OP if the auger is not turning at all it may be a loose connection , check the vacuum hose that leads from the back wall of the firewall to a round plastic pod mounted just behind the circuit board , make sure it didnt get shook loose in shipping or delivery , also , check the auer inthe hopper by holding the lid switch down with a finger while watching it, if the auger runs when you hold the switch down but does not when lid is closed the lid switch may be out of adjustment.

also , look for a PM im sending you contact information so you can reach me at work , im off tomorrow for thanksgiving but i'll be in the office on friday, if you still have not gotten it to behave call me at the number and extension i pm'd to you


----------



## SandInMaheye (Nov 28, 2010)

Is Tech Support available on weekends?  I sent you a PM of what is happening now and what I did, I just am not sure of the days and hours of Tech support.

It seems the stove will not do a test run now after I checked the wires/auger jam. The auger motor doesn't seem to be working now, i hear no noise coming from it anyway.  The S U appears, i hit start and after a min of showing 5-5 the SU appears again.  Any Ideas?  I even checked the lid switch to make sure that didnt become loose.  Did I miss something? Im baffled.


----------



## Wood Nugget (Nov 28, 2010)

I believe tech support is Mon thru Fri.  However, Mike is a great forum member and will probably 'check in' even tho he isn't 'clocked in' at the office.


----------



## SandInMaheye (Nov 28, 2010)

Thanks.  A friend of mine told me to manual feed the stove and see what happens.. so I put a handful in to manual feed, shut the glass door and watch.  A fire started and it burned out. The blower for the heat didnt kick on as he said it should have?!  He had a stove in his other house so he was trying to assist me, but failed. LOL  Should the blower of kicked on when heat built up in the firebox?  Just Curious ..and to see if the friend was blowing smoke up my butt. lol


----------



## cncpro (Nov 28, 2010)

§ Tasks to carry out:
1) Print the part of the pellet stove thread that opens with the words containing "Is Tech Support" and closes with "something? Im baffled.".
2) Carry on the pellet stove thread from the point where it stops.

§ Supplied records:
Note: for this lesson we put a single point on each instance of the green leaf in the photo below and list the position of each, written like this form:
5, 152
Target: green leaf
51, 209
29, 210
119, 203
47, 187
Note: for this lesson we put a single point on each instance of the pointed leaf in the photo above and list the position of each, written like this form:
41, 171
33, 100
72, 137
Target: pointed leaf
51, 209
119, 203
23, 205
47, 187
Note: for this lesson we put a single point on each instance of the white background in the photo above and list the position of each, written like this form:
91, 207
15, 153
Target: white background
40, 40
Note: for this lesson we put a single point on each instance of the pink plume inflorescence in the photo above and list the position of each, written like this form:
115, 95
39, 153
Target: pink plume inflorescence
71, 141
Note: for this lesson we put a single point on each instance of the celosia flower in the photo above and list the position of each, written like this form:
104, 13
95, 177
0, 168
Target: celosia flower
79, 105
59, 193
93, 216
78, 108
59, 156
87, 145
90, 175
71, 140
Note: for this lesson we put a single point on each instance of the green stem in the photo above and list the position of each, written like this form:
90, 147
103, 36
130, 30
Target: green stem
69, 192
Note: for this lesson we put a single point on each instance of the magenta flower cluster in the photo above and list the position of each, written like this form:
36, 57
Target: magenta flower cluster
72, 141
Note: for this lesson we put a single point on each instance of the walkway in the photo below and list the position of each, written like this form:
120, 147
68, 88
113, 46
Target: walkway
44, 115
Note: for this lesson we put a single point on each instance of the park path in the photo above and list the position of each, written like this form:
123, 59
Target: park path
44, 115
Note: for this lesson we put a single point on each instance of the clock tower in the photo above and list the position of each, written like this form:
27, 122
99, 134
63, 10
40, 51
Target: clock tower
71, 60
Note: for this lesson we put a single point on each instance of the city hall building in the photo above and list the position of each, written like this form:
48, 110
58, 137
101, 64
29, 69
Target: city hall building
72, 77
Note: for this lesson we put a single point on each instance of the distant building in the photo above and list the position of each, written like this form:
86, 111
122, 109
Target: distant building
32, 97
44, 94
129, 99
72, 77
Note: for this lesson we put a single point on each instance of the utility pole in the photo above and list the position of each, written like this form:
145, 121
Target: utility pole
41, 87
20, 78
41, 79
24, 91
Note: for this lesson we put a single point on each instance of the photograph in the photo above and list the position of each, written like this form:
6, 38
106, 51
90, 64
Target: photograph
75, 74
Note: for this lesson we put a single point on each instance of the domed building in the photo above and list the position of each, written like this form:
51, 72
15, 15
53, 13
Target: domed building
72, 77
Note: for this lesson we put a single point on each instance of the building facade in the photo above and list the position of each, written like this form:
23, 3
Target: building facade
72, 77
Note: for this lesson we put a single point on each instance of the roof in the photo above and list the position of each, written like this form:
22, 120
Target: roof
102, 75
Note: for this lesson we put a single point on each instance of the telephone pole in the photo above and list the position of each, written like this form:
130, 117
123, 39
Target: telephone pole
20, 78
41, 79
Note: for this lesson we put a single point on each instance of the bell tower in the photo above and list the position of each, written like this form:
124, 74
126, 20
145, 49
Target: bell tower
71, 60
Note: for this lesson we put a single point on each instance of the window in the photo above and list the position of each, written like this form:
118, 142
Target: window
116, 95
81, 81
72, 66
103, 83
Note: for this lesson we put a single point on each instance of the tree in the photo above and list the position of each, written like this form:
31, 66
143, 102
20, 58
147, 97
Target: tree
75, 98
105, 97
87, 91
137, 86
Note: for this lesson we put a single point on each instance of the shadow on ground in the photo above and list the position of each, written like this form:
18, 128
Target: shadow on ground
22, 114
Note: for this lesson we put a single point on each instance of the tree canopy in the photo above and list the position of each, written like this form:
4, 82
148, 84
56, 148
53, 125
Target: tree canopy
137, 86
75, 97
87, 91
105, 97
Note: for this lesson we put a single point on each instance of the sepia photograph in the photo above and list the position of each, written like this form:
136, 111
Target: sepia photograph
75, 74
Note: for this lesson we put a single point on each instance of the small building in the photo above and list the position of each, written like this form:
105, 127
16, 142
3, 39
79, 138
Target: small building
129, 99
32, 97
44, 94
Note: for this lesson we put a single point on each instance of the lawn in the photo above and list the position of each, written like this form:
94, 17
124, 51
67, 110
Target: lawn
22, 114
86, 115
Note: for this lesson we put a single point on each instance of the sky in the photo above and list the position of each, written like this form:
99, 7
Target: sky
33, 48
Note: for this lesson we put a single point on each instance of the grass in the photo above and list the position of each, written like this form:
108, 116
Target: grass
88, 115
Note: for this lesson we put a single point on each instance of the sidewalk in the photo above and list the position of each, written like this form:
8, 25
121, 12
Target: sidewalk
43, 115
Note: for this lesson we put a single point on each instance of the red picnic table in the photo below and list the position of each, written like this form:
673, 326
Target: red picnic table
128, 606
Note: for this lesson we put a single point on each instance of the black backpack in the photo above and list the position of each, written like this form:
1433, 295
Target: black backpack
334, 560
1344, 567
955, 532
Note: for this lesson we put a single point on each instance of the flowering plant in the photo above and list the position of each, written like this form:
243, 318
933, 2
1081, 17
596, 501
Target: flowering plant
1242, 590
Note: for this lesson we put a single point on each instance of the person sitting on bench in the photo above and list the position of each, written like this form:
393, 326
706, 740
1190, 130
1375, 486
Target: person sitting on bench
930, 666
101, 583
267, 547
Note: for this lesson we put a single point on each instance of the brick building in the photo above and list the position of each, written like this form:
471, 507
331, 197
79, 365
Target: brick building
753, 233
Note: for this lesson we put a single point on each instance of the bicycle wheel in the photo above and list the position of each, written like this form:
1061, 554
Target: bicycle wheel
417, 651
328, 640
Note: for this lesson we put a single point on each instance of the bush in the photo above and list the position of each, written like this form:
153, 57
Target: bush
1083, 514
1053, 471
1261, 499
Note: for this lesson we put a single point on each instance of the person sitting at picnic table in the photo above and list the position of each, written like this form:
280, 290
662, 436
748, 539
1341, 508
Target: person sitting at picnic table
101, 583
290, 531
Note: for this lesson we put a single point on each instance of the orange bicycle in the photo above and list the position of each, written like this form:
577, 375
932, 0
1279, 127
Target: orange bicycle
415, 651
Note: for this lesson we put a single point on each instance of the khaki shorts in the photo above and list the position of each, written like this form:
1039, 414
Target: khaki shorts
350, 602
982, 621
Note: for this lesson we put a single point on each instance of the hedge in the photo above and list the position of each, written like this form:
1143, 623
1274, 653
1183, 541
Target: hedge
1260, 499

§ Exercise responses:
1)
Is Tech Support available on weekends?  I sent you a PM of what is happening now and what I did, I just am not sure of the days and hours of Tech support.

It seems the stove will not do a test run now after I checked the wires/auger jam. The auger motor doesn't seem to be working now, i hear no noise coming from it anyway.  The S U appears, i hit start and after a min of showing 5-5 the SU appears again.  Any Ideas?  I even checked the lid switch to make sure that didnt become loose.  Did I miss something? Im baffled.

2)
SandInMaheye said:
			
		

> Thanks.  A friend of mine told me to manual feed the stove and see what happens.. so I put a handful in to manual feed, shut the glass door and watch.  A fire started and it burned out. The blower for the heat didnt kick on as he said it should have?!  He had a stove in his other house so he was trying to assist me, but failed. LOL  Should the blower of kicked on when heat built up in the firebox?  Just Curious ..and to see if the friend was blowing smoke up my butt. lol



It takes time to sufficiently heat the interior of the stove before the blower comes on.  It seems like an unusually long time to a new pellet stove user but really there is no point to blowing cold air out of the stove so they set it to wait until it's good and hot.  Your friend was mostly right but there is no way that a single handful of pellets is going to get things hot enough to start the blower.

England's Stove Works (the manufacturer of your Summer's Heat) has service second to none.  Hang in there and let them figure out what's going on with your auger.


----------



## SandInMaheye (Dec 8, 2010)

I finally had a day off and got to make a call to Tech Support and looks like my problem is solved!!  There is a disc on the motor that was stuck, so after moving that around a few times, the auger started turning.  Yippeeee!  

Now I just have to let it run for 20 min for the E2 code, ect.

Thanks guys!!


----------



## SandInMaheye (Dec 9, 2010)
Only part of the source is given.